--- Action item ---
Your response should consist of the full data, set down exactly.

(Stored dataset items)
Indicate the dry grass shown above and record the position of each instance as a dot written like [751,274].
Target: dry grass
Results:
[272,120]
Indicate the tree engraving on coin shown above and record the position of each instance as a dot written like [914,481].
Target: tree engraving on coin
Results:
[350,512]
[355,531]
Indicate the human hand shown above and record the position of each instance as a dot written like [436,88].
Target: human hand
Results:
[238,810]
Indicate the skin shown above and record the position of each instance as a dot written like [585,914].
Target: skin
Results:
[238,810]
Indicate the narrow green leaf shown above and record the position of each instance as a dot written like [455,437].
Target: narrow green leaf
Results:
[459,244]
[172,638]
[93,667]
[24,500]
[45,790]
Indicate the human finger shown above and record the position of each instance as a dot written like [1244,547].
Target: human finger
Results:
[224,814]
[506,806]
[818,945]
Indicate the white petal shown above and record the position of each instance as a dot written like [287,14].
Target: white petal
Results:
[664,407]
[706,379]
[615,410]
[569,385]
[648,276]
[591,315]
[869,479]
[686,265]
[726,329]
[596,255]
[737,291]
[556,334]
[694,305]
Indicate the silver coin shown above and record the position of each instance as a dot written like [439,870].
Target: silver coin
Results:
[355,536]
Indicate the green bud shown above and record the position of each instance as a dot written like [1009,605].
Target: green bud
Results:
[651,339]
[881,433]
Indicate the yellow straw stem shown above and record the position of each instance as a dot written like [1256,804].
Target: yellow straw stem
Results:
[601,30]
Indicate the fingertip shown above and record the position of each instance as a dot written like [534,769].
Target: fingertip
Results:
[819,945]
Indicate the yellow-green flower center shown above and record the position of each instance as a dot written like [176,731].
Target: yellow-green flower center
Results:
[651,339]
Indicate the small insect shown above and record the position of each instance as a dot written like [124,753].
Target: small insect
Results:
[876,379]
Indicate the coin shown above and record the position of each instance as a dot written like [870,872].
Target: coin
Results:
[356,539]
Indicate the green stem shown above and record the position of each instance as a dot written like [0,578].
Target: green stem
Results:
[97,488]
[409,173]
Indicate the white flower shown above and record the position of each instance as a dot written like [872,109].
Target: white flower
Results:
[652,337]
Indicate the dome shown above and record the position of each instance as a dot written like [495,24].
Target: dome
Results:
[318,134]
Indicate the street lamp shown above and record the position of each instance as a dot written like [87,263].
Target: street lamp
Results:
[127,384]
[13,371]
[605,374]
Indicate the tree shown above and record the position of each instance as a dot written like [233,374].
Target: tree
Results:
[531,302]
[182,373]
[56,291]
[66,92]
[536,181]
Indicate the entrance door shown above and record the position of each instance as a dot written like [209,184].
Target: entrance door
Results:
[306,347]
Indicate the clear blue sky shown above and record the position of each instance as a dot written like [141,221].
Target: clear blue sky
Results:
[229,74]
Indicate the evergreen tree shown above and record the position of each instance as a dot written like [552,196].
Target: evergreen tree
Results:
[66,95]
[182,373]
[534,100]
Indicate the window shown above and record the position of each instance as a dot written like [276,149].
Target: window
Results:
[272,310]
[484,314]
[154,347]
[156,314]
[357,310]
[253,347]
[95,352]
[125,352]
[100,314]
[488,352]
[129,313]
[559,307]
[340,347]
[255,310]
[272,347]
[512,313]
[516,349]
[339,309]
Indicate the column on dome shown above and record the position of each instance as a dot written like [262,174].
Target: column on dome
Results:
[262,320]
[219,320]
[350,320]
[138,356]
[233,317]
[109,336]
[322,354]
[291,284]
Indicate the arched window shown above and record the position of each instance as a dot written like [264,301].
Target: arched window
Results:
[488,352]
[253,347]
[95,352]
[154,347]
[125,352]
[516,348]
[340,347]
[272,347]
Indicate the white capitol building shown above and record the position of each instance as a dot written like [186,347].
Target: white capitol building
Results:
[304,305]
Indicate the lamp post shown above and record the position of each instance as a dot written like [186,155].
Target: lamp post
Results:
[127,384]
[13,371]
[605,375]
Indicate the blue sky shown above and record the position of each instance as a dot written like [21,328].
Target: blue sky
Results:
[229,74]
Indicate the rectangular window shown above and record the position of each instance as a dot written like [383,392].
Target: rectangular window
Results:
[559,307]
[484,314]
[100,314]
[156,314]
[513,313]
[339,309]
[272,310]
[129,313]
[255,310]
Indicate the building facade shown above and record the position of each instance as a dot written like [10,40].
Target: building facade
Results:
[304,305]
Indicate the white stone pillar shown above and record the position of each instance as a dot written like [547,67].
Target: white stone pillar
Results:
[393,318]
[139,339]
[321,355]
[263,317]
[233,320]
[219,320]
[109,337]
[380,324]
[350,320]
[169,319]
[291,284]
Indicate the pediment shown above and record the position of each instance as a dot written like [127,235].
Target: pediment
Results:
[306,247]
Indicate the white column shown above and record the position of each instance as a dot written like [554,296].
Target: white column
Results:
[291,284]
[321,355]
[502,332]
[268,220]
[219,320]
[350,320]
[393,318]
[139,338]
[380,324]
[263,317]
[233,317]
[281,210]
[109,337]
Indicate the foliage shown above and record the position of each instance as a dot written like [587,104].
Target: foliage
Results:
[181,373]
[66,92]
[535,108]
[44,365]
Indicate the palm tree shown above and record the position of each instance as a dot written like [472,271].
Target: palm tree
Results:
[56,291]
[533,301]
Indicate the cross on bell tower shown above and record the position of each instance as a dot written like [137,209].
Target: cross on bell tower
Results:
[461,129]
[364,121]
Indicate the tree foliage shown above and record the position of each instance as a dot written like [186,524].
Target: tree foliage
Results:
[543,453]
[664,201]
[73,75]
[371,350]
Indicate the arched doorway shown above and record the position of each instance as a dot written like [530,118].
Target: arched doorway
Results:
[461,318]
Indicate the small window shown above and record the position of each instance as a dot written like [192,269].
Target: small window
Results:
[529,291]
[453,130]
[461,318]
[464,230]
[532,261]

--- Output ---
Indicate the dry grass shown above and record the position of each instance as a dot written like [751,274].
Target: dry grass
Results:
[272,120]
Indicate the tree engraving on coin shown above and record the position of each instance as a dot written like [914,481].
Target: tree engraving on coin
Results:
[350,512]
[355,531]
Indicate the human hand shown above and record the position of each instance as a dot written like [436,88].
Target: human hand
Results:
[238,810]
Indicate the skin shown above and record the position of each instance as a dot written like [585,914].
Target: skin
Results:
[238,810]
Indicate the narrow green leaf shown above and record the position of each instance as a dot written like [455,437].
Target: narrow green leaf
Results:
[459,244]
[172,638]
[93,667]
[24,500]
[45,790]
Indicate the human finger shown above and record the position of each instance as a dot written like [1244,547].
Target: human finger
Results:
[224,814]
[506,806]
[818,945]
Indicate the white petal shown above and record the position of each instance as a dot written like [287,14].
Target: white petal
Results:
[664,407]
[706,379]
[615,410]
[569,385]
[648,276]
[591,315]
[869,479]
[686,265]
[726,329]
[596,255]
[737,291]
[556,334]
[694,305]
Indicate the silver coin shown above and record the position of each instance as a dot written like [439,870].
Target: silver coin
Results:
[355,536]
Indicate the green bud shown above and record the position of each instance as a dot written like [1009,605].
Target: green bud
Results:
[651,339]
[881,433]
Indicate the yellow straw stem shown above and record the position of each instance as a dot written like [1256,804].
Target: yellow straw stem
Results:
[601,30]
Indicate the fingertip shown above and record the position of each instance as a dot written like [534,769].
Target: fingertip
Results:
[819,945]
Indicate the yellow-green flower center shown above and record the position of each instance as a dot written like [176,731].
Target: yellow-green flower center
Results:
[651,339]
Indicate the small insect shown above and record the position of each instance as a dot written like [124,753].
Target: small insect
Results:
[876,379]
Indicate the coin shown above and record the position of each instance as a dot written like [870,872].
Target: coin
Results:
[356,539]
Indicate the green stem shown above and record the position of each instance as a dot written like [0,578].
Target: green stem
Results:
[97,488]
[409,173]
Indicate the white flower shown above and record the position of each instance as a dot written like [872,109].
Target: white flower
Results:
[652,337]
Indicate the dome shown above and record the position of each instance as a dot written like [495,24].
Target: dome
Results:
[318,134]
Indicate the street lamp shown above and record the position of each instance as a dot written like [87,263].
Target: street lamp
Results:
[127,384]
[13,371]
[605,374]
Indicate the tree shown above and record the position of each instance as a dot written like [233,374].
Target: tree
Results:
[531,302]
[182,373]
[56,291]
[66,92]
[536,181]
Indicate the entrance door shown above and record the position of each instance as a dot written like [209,184].
Target: entrance door
Results:
[306,347]
Indicate the clear blue sky shown above and record the position of each instance as a dot written like [141,221].
Target: clear blue sky
Results:
[229,74]
Indicate the evergreen tree shown above and record the position of each instance as a dot written like [552,196].
Target: evergreen tree
Results:
[66,95]
[182,373]
[534,100]
Indicate the window shown above and record the position of each instance as a dot written like [276,149].
Target: window
Results:
[272,310]
[484,314]
[154,347]
[156,314]
[357,310]
[253,347]
[95,352]
[125,352]
[100,314]
[488,352]
[129,313]
[559,307]
[340,347]
[255,310]
[272,347]
[512,313]
[516,349]
[339,309]
Indicate the column on dome shown above and record the position of each instance as a dot written like [262,174].
Target: column on dome
Results:
[262,320]
[219,320]
[350,320]
[138,356]
[233,317]
[109,336]
[322,354]
[291,284]
Indicate the arched window shown above and record the position of each instance as a dot written like [264,301].
Target: arched window
Results:
[488,352]
[253,347]
[95,352]
[154,347]
[125,352]
[516,348]
[340,347]
[272,347]
Indicate the white capitol building shown above and record the position of each instance as a dot written like [186,347].
Target: white capitol building
Results:
[304,305]
Indicate the lamp post shown above and record the position of each instance as a dot written like [186,155].
Target: lamp post
Results:
[127,384]
[13,371]
[605,375]
Indicate the blue sky shown above and record the position of each instance as a dot written like [21,328].
Target: blue sky
Results:
[229,74]
Indicate the rectangular window shown above and record the position of each instance as a dot written like [383,392].
Target: rectangular window
Results:
[559,307]
[484,314]
[100,314]
[156,314]
[513,313]
[339,309]
[272,310]
[129,313]
[255,310]
Indicate the building facade shown above and record the position of each instance as a dot written like [10,40].
Target: building facade
Results:
[304,305]
Indicate the white stone pillar shown above and record the position of each instance as a dot written like [547,67].
Target: white stone pillar
Results:
[393,318]
[139,339]
[321,355]
[263,317]
[233,320]
[219,320]
[109,337]
[380,324]
[350,320]
[169,319]
[291,284]
Indicate the pediment shown above and record the position of each instance as a dot written like [127,235].
Target: pediment
Results:
[306,247]
Indicate the white column shown above and record the position of each instance as a dot written like [554,296].
Target: white column
Results:
[291,284]
[321,355]
[502,332]
[268,220]
[219,320]
[350,320]
[393,318]
[139,338]
[380,324]
[263,317]
[233,317]
[281,210]
[109,337]
Indicate the foliage shown above and record the position of each instance as a dot written like [587,104].
Target: foliage
Results:
[181,373]
[66,92]
[535,108]
[44,365]
Indicate the palm tree shown above and record the position of each instance as a dot written like [472,271].
Target: palm tree
Results:
[56,291]
[533,301]
Indicate the cross on bell tower shown above and record the position of each instance as a dot written like [137,209].
Target: cross on bell tower
Results:
[461,129]
[364,121]
Indicate the tree foliage shown above and record the position of each instance as a dot written like [186,524].
Target: tree foliage
Results:
[543,453]
[664,201]
[73,75]
[371,350]
Indicate the arched doorway shown above and record the position of each instance as a dot written like [530,118].
Target: arched doorway
Results:
[461,318]
Indicate the small window shown above and record the position of each instance as a dot written like [192,269].
Target: small window
Results:
[529,291]
[453,130]
[461,318]
[464,230]
[532,261]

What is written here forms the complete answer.